> **PROBLEM REQUIREMENTS**: Please collect every line in the material below that contains the word "anatomy" and copy each of those lines.

[Annotated coordinate records]

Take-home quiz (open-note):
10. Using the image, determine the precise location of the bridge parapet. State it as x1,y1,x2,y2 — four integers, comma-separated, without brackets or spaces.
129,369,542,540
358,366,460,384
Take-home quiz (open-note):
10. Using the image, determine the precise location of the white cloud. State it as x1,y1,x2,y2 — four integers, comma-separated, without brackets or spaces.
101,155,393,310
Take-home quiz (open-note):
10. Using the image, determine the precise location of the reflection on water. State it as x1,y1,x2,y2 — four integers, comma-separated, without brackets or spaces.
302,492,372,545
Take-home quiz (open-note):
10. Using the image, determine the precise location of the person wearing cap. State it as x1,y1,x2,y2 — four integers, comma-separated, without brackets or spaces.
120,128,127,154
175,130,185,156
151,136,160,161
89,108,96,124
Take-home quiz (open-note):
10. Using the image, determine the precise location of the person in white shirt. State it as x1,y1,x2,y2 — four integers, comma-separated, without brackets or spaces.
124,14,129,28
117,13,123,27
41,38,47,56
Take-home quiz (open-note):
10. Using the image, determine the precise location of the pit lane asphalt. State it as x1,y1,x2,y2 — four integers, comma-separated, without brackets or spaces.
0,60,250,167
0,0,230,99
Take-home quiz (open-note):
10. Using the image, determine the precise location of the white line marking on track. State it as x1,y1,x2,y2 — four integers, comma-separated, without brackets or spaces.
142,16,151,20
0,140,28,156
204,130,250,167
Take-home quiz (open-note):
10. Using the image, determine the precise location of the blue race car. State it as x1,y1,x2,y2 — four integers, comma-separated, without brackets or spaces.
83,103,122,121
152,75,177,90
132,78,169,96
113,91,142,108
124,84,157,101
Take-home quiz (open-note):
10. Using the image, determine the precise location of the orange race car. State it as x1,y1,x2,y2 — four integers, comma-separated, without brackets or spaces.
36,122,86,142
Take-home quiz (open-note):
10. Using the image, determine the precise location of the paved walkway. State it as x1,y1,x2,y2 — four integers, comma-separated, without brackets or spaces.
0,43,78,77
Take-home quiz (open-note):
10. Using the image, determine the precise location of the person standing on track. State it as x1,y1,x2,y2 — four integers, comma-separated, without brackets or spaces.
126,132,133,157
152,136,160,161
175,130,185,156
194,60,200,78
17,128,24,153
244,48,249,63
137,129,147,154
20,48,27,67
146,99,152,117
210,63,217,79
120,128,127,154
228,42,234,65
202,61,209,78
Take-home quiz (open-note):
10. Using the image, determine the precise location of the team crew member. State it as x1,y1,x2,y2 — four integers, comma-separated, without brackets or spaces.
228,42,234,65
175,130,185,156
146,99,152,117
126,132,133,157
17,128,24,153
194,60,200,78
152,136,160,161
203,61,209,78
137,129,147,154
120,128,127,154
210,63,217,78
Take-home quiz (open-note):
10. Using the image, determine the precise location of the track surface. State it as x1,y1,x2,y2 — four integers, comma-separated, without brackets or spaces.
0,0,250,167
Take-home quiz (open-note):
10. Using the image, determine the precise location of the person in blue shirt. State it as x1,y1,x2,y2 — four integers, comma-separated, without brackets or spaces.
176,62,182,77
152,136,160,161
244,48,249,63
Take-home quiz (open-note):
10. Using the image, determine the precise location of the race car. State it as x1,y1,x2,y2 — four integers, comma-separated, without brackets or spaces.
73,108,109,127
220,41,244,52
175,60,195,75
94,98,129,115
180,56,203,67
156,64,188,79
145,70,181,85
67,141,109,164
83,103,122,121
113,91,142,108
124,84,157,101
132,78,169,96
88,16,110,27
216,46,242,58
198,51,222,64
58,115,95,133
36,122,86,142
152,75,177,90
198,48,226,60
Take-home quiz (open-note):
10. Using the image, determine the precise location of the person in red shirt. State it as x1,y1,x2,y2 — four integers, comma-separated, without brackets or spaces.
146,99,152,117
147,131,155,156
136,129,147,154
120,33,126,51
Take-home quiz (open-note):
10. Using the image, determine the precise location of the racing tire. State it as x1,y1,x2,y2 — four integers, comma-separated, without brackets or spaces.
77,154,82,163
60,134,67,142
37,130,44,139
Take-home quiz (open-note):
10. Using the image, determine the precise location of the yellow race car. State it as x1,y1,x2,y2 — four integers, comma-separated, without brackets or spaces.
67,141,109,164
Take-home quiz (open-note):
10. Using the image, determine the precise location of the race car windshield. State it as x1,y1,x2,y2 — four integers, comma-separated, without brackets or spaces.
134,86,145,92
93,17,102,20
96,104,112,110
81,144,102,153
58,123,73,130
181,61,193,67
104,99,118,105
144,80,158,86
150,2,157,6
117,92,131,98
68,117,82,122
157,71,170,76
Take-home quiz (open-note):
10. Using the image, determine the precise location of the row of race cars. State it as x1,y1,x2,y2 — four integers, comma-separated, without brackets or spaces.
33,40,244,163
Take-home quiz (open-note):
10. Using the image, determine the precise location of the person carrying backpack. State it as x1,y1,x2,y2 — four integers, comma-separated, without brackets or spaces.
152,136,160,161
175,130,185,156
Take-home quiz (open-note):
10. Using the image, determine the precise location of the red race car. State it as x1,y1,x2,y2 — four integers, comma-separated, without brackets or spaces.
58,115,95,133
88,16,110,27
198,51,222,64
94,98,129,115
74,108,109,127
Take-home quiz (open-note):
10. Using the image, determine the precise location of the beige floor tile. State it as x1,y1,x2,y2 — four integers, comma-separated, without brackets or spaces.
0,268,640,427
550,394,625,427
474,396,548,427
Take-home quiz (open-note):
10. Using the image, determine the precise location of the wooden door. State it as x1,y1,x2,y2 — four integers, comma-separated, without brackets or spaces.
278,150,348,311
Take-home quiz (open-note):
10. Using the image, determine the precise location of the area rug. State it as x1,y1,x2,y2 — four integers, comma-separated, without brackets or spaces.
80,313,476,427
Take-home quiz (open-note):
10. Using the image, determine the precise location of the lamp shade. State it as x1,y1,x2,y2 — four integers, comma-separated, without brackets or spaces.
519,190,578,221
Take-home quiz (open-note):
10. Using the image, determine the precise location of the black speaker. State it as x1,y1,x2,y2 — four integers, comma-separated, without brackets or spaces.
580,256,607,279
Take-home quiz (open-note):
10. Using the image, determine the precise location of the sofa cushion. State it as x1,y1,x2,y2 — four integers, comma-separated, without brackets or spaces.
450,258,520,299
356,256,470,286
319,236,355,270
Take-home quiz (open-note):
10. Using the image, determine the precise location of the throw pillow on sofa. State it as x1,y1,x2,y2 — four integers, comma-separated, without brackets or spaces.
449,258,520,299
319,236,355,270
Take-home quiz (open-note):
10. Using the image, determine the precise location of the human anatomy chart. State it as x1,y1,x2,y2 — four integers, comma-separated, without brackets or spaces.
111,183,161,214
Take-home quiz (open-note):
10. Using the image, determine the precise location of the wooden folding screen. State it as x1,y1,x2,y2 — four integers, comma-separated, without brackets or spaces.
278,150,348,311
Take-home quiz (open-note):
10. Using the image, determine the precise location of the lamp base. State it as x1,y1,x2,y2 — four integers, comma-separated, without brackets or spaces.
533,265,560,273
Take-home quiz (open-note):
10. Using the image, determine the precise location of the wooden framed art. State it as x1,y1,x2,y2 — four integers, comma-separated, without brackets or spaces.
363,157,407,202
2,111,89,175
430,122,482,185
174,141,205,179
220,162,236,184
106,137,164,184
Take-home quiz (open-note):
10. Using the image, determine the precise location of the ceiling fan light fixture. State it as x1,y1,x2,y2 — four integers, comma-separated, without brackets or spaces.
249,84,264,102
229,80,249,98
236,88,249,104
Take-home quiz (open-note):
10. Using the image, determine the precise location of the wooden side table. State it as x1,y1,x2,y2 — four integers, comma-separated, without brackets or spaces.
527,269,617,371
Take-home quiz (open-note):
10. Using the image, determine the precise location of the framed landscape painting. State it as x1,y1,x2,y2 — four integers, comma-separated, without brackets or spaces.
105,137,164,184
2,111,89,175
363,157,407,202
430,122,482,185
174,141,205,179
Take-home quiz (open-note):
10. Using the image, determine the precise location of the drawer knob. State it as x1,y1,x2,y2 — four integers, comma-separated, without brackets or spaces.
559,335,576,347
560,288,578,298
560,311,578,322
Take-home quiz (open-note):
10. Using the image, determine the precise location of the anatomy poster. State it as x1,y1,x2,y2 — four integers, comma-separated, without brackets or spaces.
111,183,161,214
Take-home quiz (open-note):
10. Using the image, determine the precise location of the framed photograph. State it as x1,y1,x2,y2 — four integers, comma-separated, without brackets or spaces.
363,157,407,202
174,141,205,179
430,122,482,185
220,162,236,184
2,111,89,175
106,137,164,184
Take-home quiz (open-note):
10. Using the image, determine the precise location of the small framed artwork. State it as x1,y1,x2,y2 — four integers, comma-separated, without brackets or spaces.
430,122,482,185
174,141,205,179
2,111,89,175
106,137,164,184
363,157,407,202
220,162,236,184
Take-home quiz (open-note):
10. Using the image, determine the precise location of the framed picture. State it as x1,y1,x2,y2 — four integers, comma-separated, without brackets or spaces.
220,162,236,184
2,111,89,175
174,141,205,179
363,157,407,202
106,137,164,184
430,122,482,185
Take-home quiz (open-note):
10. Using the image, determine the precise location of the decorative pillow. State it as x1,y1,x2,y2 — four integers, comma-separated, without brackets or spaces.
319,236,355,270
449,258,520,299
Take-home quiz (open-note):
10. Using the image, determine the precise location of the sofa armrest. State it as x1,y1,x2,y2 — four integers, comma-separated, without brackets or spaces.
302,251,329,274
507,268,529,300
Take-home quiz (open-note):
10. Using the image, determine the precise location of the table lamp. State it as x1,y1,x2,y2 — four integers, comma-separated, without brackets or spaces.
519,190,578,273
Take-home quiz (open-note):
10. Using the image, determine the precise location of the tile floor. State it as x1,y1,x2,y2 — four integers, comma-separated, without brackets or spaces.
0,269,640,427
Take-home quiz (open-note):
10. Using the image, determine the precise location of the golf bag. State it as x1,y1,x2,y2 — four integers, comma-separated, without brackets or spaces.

> **REPLY TO THE EXERCISE**:
10. Using the image, determine the precise location of the human anatomy chart. State it as x1,y1,x2,y2 — four integers, comma-separated, without brackets or spaces.
10. Using the image, determine the precise location of the anatomy poster. State it as x1,y1,x2,y2 — four integers, comma-separated, without brackets or spaces.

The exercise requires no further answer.